Passage shown >>

On Friday, President Joe Biden admitted that his Administration’s free community college program may not make it into the final Build Back Better proposal. In September, Democrats offered a means test to save the free community college program. A means test would likely lower the overall cost of the plan.
In addition to free community college tuition, the Build Back Better plan increases the maximum Pell Grant by almost $1,500. It also provides additional funding to Historically Black Colleges and Universities, tribal colleges and universities, and minority-serving institutions. It’s not clear whether Congress will cut that funding. Currently, Democrats do not have enough support in the Senate to pass the bill.
Free community college opponents argue that students can already afford community college tuition. But affordability depends on your economic perspective. The mean household income for married parents and children in Washtenaw County is $150,000. In those circumstances, applicants may see community college tuition as highly affordable. For someone who lives in one of the 14% of Washtenaw County’s impoverished households, they simply cannot afford community college tuition.
Free community college options have been available for a long time
By design, community college programs benefit people who can least afford them. But even without a free community college tuition program, community colleges can provide 100% tuition aid.
Pell Grants have been available since the early 1970’s. This means-tested federal financial aid program can fund an entire degree for qualified applicants. Additionally, the Michigan Department of Treasury administers several need-based scholarship and grant programs. The State also offers tuition assistance for children who have been in Michigan’s foster care system, or who have been enrolled in Medicaid for at least 24 months during high school. Individuals who are enrolled members of a federally recognized Michigan Native American Tribe may also qualify for free tuition at any Michigan higher educational institution under the terms of the Comstock Agreement. Finally, institutions also offer their own scholarships and need-based aid.
In short, community colleges can provide aid packages for prospective students who cannot afford to attend. Despite these options, most community colleges don’t publicize these financial aid options. And most prospective students don’t know that these options exist. So naturally, a free community college program funded by the federal or state government sounds pretty good. And when would-be students hear that the federal free community college tuition program died, they will not apply to attend, even though several financial aid options that could reduce their tuition bill to $0 still exist.
The federal government provided a lot of cash that Washtenaw Community College must distribute directly to students. It makes much more sense to promote scholarship and grant funding than one’s hypothetical employability following graduation.

Referring expression data:
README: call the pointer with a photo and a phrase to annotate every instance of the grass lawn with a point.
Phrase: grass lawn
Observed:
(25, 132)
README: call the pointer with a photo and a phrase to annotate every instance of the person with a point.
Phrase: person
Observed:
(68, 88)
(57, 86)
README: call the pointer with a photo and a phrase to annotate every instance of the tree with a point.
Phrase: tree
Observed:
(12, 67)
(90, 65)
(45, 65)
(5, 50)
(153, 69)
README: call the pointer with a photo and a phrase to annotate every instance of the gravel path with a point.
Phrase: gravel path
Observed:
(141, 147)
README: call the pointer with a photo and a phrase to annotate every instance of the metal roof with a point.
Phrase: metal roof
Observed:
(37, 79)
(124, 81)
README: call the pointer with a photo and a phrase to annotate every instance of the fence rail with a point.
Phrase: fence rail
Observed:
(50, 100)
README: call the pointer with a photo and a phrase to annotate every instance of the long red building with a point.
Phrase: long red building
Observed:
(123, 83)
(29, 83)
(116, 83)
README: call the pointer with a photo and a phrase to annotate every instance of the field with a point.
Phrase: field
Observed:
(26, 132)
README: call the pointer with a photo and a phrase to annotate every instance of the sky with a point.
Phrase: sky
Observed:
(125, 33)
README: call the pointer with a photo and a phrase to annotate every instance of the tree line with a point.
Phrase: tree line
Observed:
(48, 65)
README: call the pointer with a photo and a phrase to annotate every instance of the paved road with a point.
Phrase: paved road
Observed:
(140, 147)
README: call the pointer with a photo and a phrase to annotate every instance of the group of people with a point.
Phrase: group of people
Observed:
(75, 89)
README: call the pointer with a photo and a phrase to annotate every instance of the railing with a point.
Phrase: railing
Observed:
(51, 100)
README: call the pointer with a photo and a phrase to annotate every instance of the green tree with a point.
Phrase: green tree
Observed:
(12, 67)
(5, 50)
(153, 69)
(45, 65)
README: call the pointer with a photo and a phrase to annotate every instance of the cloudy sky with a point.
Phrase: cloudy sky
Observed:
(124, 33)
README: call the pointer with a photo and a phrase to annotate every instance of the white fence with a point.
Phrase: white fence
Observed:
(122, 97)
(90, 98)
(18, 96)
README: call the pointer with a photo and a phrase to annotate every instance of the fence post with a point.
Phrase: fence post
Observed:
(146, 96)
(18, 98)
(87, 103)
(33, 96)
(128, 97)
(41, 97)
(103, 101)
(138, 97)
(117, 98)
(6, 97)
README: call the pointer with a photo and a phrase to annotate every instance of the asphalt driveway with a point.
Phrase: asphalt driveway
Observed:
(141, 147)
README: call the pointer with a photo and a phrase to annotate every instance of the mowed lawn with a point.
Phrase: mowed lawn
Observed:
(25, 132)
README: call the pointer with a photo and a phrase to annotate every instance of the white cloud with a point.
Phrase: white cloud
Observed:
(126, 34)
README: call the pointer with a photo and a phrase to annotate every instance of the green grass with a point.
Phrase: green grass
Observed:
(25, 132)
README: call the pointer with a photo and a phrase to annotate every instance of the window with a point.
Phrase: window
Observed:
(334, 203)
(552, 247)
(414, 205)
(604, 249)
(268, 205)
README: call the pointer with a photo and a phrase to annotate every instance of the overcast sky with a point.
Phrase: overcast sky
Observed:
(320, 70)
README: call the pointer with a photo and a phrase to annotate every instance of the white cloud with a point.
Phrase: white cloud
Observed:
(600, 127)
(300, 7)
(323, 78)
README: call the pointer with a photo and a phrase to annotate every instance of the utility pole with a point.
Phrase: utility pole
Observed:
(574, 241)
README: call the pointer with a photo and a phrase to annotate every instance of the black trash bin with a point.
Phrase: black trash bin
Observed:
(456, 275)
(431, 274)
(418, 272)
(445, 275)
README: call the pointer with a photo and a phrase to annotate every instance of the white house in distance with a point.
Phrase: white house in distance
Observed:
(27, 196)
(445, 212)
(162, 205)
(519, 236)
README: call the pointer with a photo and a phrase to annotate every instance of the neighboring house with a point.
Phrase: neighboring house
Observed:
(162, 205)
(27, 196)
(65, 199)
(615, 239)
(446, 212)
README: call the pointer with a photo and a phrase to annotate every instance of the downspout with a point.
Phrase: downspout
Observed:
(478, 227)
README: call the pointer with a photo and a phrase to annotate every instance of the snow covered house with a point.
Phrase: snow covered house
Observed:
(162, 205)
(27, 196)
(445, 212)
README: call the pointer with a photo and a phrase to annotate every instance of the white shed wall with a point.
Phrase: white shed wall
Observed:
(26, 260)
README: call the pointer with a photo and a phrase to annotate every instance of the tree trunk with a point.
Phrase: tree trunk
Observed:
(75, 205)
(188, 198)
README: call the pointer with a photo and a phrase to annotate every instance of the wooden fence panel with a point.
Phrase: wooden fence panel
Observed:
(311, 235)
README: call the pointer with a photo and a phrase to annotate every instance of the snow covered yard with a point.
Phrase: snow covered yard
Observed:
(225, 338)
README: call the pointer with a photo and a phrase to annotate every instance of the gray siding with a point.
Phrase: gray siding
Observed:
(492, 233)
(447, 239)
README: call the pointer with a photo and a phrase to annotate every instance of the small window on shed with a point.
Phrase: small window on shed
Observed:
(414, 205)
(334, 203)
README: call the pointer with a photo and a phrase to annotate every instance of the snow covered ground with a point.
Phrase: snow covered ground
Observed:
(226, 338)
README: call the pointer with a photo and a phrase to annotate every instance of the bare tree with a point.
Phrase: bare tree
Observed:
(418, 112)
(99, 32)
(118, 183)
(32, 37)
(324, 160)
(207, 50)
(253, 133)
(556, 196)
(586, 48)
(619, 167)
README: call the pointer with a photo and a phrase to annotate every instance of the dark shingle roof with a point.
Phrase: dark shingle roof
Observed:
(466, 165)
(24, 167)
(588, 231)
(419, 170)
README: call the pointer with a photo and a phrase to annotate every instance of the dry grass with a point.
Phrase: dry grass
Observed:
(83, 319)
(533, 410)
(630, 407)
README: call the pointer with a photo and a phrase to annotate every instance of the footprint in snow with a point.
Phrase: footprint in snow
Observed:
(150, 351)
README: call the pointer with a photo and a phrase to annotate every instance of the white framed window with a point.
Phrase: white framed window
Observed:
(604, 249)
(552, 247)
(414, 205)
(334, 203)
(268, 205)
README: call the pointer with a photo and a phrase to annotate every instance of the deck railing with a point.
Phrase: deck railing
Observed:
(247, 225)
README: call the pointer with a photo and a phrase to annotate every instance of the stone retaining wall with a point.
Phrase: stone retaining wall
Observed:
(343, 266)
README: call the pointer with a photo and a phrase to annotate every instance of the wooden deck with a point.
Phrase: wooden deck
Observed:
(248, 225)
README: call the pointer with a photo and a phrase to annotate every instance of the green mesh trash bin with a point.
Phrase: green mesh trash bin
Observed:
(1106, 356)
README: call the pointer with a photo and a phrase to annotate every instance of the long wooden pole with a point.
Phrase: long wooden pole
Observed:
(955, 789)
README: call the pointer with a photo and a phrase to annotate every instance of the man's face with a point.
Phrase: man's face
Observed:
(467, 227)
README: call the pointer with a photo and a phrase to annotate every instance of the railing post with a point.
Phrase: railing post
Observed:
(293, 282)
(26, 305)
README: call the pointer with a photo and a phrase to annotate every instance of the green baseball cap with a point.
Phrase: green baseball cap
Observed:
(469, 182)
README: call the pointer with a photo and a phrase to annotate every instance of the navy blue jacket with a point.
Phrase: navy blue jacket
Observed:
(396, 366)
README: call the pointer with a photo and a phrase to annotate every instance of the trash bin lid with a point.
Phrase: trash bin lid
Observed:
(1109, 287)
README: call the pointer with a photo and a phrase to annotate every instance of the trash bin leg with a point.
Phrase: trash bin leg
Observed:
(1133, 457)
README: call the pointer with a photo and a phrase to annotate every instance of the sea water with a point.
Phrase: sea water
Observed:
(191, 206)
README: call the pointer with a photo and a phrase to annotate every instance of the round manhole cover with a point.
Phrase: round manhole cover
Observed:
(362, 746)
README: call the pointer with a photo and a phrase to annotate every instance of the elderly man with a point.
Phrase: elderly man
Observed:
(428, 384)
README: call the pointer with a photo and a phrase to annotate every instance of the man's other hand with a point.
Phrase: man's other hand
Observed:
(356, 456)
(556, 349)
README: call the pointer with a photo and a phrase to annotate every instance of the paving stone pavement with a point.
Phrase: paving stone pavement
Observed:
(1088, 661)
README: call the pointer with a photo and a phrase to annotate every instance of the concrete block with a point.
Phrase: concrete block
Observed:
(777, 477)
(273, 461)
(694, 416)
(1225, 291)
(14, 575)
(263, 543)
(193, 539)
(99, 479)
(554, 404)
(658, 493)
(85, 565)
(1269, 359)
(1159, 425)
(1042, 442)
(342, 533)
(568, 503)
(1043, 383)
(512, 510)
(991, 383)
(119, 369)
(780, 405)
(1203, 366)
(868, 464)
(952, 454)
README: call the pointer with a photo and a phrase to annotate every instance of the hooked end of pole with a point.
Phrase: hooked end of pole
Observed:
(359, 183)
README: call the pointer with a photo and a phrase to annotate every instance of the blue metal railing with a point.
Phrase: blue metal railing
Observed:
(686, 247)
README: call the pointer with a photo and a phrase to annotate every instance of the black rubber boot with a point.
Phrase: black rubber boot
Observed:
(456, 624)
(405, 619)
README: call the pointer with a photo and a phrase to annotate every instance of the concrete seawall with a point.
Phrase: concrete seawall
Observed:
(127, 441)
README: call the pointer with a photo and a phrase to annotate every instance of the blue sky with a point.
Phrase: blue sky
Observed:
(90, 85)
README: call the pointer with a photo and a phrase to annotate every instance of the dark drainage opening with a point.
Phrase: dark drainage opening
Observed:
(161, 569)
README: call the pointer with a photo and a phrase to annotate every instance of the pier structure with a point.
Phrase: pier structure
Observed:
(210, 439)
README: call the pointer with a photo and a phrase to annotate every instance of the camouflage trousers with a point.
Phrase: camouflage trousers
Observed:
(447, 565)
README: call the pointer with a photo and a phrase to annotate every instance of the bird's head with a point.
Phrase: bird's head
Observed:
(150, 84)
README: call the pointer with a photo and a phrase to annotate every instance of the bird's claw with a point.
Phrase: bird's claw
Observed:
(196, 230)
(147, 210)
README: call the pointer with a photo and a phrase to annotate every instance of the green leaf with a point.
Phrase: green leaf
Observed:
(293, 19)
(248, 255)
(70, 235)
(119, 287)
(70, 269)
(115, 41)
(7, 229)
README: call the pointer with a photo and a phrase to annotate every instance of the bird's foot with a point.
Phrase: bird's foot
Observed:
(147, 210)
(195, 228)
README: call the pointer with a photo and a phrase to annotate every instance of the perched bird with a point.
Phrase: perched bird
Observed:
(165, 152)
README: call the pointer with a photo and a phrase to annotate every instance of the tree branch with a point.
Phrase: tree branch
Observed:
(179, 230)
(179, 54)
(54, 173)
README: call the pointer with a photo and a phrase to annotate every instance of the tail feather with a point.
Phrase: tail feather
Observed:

Your instructions >>
Summarize the article on free community college in two sentences.

Output for this task >>
President Joe Biden admitted that the free community college program may not make it into the final Build Back Better proposal, which also raises the maximum Pell Grant by almost $1,500 and adds funding for Historically Black Colleges and Universities, tribal colleges and universities, and minority-serving institutions. Even without that program, Pell Grants, Michigan state aid, the Comstock Agreement and institutional scholarships can bring tuition to $0, but most community colleges don't publicize these options and most prospective students don't know they exist.